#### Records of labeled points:
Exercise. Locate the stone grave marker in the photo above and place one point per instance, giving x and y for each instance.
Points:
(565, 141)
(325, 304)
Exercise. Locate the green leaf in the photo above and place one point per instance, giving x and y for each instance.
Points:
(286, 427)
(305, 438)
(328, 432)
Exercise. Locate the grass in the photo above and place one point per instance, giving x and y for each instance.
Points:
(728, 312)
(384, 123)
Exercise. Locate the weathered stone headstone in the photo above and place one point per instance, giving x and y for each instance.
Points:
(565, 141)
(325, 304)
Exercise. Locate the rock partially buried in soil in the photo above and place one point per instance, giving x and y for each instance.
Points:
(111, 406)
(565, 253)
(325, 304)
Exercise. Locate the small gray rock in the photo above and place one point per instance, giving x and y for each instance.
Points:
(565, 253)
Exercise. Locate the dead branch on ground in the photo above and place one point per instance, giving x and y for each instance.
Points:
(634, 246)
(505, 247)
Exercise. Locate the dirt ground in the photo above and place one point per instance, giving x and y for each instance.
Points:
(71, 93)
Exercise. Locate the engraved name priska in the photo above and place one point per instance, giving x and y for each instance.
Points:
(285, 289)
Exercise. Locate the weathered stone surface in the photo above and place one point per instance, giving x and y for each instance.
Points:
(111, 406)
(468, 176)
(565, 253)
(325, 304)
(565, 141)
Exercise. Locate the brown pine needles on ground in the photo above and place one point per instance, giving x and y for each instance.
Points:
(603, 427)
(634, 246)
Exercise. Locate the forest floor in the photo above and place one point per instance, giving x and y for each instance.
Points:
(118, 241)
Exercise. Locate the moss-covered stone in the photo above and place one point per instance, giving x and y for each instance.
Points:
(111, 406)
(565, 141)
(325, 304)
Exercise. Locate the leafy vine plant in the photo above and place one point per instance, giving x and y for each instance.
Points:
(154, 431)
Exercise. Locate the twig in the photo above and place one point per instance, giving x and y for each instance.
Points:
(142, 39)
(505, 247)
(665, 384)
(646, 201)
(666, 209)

#### Required task:
Return all of the items above line for line, with no change of any kind.

#### Written answer:
Exercise. Locate the stone grave marker in the photo above and place one point per instance, giving x and y for each instance.
Points:
(565, 141)
(325, 304)
Exercise. Locate the green leaf in the photo above and place one point per instance, giving x and y for each instance.
Points:
(286, 427)
(305, 438)
(328, 432)
Exercise. Locate the grass in the photo above and place one point per instance, giving x and y for each instance.
Points:
(728, 312)
(384, 123)
Exercise. Locate the weathered stone headstone in the photo above and place one point per instance, giving x and y for each instance.
Points:
(565, 141)
(325, 304)
Exercise. Locate the rock partially buried in soil in the photo above and place one point per instance, giving x and y for each instance.
Points:
(111, 406)
(565, 253)
(325, 304)
Exercise. Locate the small gray rock in the photo above and place one point per instance, giving x and y for each instance.
Points:
(565, 253)
Exercise. Locate the dead branch on ground in the photo above and place one point per instance, giving x and y for each instance.
Points:
(634, 246)
(505, 247)
Exercise. Locate the dirt ground in the photo above and place one point per instance, giving x and y for each instance.
Points:
(71, 93)
Exercise. Locate the engraved name priska in the photo above and place one point per instance, giving x and y for each instance.
Points:
(285, 289)
Exercise. Locate the weathered stone surface in the photo above and place one point per instance, giving x and y for each instance.
Points:
(111, 406)
(468, 176)
(565, 253)
(325, 304)
(565, 141)
Exercise. Locate the brown pine needles on ground in the photo above and place one point per instance, giving x and y for each instance.
Points:
(603, 427)
(634, 246)
Exercise. Locate the forest floor in the photo above and place one point per instance, giving x and y for each instance.
Points:
(118, 241)
Exercise. Locate the moss-covered stone in the photo above and place one point per instance, giving x and y for each instance.
Points:
(111, 406)
(565, 141)
(325, 304)
Exercise. Locate the leafy vine plant in the photo above and place one point per instance, giving x and y for each instance.
Points:
(154, 431)
Exercise. Locate the twig in the photo above and place one point per instance, giving x and y for each instance.
Points:
(142, 39)
(505, 247)
(665, 384)
(646, 201)
(666, 209)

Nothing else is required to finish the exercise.